→ **ABOUT THIS EXERCISE**
Apart from the pictures, every line below is to be set down exactly.

→ **DATASET ENTRIES**
..............................
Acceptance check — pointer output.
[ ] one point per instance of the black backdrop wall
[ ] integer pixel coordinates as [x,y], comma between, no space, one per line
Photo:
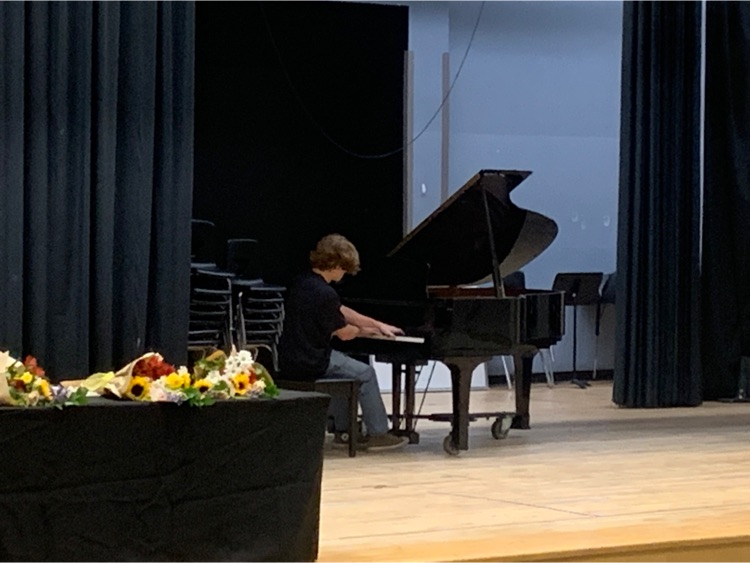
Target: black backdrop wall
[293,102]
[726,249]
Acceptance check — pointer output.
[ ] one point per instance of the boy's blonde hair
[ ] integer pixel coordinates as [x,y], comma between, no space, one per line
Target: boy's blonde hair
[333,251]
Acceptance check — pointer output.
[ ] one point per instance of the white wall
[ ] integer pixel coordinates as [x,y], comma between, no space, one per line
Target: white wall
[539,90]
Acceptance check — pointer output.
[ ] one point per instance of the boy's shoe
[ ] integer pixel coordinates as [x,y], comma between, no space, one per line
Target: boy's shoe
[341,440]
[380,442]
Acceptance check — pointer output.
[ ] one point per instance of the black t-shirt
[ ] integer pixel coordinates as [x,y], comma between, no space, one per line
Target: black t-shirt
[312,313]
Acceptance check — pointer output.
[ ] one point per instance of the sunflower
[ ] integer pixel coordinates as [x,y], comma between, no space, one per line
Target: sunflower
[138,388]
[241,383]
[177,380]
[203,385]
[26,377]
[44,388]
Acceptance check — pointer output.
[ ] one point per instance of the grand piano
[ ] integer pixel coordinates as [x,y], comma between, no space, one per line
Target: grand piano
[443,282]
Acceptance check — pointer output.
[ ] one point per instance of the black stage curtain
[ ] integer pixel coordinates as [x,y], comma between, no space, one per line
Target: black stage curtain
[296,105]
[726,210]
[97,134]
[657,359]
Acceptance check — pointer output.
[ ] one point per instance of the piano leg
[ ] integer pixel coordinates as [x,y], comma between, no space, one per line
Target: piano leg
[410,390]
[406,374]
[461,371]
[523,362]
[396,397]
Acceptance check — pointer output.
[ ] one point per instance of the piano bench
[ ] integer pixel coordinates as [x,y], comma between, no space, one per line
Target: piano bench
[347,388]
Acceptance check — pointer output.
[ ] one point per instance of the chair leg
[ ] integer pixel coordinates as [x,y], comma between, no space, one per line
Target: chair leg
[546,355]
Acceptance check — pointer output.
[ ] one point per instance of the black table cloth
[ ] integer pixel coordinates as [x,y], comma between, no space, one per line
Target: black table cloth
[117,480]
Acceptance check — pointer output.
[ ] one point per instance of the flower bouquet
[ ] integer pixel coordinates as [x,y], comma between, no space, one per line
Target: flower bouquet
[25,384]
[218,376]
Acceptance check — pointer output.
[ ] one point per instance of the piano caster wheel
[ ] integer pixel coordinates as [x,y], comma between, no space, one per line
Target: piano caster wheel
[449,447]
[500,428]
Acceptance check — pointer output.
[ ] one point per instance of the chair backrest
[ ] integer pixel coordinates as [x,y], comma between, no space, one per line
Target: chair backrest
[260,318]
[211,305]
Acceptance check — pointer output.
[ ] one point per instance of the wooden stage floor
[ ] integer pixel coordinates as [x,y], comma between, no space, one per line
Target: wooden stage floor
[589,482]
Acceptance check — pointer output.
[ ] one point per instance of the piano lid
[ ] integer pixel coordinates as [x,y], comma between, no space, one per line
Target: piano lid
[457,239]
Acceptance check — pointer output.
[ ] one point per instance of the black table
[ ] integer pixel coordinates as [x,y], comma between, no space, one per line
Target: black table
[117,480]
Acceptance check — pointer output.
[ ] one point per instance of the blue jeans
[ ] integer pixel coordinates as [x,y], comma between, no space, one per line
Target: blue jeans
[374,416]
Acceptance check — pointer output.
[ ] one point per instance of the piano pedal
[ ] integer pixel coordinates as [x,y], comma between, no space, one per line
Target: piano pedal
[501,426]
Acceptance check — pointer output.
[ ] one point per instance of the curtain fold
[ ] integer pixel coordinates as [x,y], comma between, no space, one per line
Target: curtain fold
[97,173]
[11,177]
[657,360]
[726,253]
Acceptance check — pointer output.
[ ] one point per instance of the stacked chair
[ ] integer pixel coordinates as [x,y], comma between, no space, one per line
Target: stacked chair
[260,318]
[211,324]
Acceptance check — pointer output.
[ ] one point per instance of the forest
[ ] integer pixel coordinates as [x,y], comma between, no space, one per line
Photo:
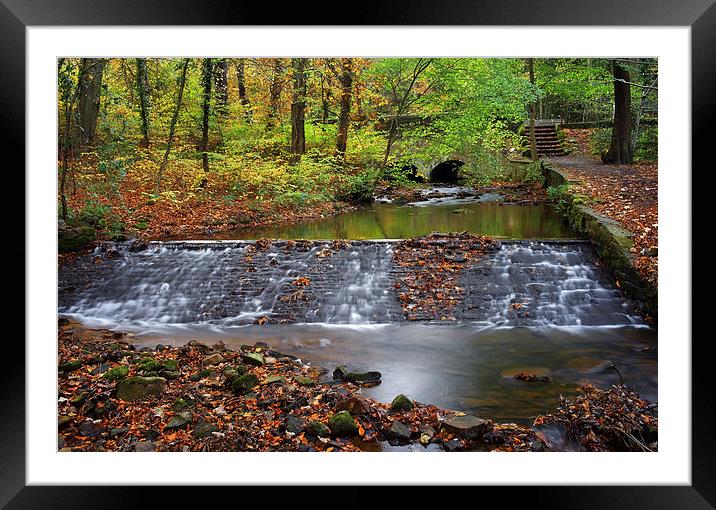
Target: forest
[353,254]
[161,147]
..............................
→ **TASK OUTPUT**
Acceptance check — pointer output.
[ ] one point per instance of the black backdrop wall
[ ] integer pixel coordinates as [x,y], comma between, no space, one per line
Photo:
Target: black backdrop wall
[293,102]
[726,249]
Acceptance check — pointer output.
[ ] one point per instance of the boy's blonde hair
[ ] integer pixel coordinates as [x,y], comma between, no space, one per line
Target: boy's blonde hair
[333,251]
Acceptance check — pointer output.
[ ] one point per instance of the white wall
[ ] integer pixel coordinates as [x,y], comma between, no space, one per line
Target: white wall
[539,90]
Acceptance check — pointer output.
[ ] one point per instance of the boy's shoe
[ ] integer pixel coordinates as [x,y], comma between, no space, one per line
Target: boy's shoe
[341,440]
[380,442]
Acceptance check — pointer output.
[ ] one point per instance of the black t-shirt
[ ] integer pixel coordinates as [x,y], comma between, no space, one per line
Target: black t-shirt
[312,313]
Acceptance check — pointer output.
[ ] one point per instance of the sunflower
[ ] integer pixel coordinates as [x,y], comma between, no space, one per line
Target: sunflower
[138,388]
[241,383]
[177,380]
[203,385]
[26,377]
[44,388]
Acceptance check — pointer output.
[ ] one point per instance of the grand piano
[ ] integer pixel coordinates as [x,y], comma between, no space, one per line
Target: grand piano
[443,282]
Acceptance check — pointer output.
[ ] one point per instance of the black stage curtain
[ ] integer pixel coordinates as [x,y], comma between, no space, one per line
Target: black stage curtain
[296,105]
[726,210]
[97,134]
[657,359]
Acceptance check — pointer output.
[ ] one point per instance of the piano leg
[ ] integer pixel coordinates as [x,y], comma between, no space, one per line
Target: piano leg
[410,390]
[406,374]
[461,371]
[523,362]
[396,397]
Acceptance check — pointer output.
[ ] one point per instance of the piano bench
[ ] integer pixel coordinates as [x,y], comma between, no space, one per line
Target: piano bench
[347,388]
Acceptance check — pointer output.
[ ] one point per instance of the chair leg
[ ] integer pixel coordinates as [x,y], comma between, no space, one per line
Target: chair leg
[546,355]
Acceptance check — pointer output.
[ ] one point per instance of the black table cloth
[ ] integer pixel coordinates as [x,y], comma between, no space, one per line
Target: black table cloth
[117,480]
Acceptance check — pointer output.
[ ] one point per instance of the flower bouquet
[ ] integer pixel coordinates as [x,y], comma between, no space, one per line
Target: flower bouquet
[25,384]
[218,376]
Acceptance check — pointer output.
[ ] one point per instance of the piano caster wheel
[ ] integer pixel coordinates as [x,y], comma between, no space, one per line
Target: piano caster wheel
[449,447]
[500,428]
Acceptance check — pointer output.
[ ] one point per instance of the chair backrest
[ ] integer pixel coordinates as [x,y], comma between, no space, one per line
Target: chair backrest
[260,318]
[211,305]
Acceptance check — pointer output.
[ ] one point per instance of the wooden stage floor
[ ] integer pixel coordinates as [x,y], comma between, no space, one per line
Target: wooden stage floor
[589,482]
Acceptance check — pointer output.
[ ] one point per instance of the piano lid
[ ] integer pixel coordinates as [x,y], comma between, no space, one per line
Target: piano lid
[457,239]
Acceptance check — pointer output.
[ ] one point per instance of the black table
[ ] integer pixel coordinates as [x,y], comma between, no space, one per line
Target: black table
[117,480]
Acceptance check — pointer output.
[ ] one point per instance of the blue jeans
[ ] integer pixel coordinates as [x,y], comma between, no space, one per line
Target: blue jeans
[374,416]
Acceptance check — pointer output.
[ ] one point per instance of the piano pedal
[ ] integer pixel coordinates as [x,y], comma between, no space, one per line
Target: piano pedal
[501,426]
Acceptance check — pointer output.
[ ] one point per instance of the curtain fold
[ ] integer pixel coordinates as [x,y], comma between, no space, one per line
Target: curtain fold
[97,173]
[11,177]
[657,360]
[726,253]
Acceptance check — pointer output.
[ ] one point per instance of the stacked chair
[ ] integer pixel coordinates as [x,y], comma between, no space, one per line
Target: stacked chair
[260,318]
[211,324]
Acceptance check — pointer output.
[ ] one point per instance of the forest
[ ] integer pixel coordinates as [x,y], comma between, no space, one per line
Photo:
Target: forest
[353,254]
[161,147]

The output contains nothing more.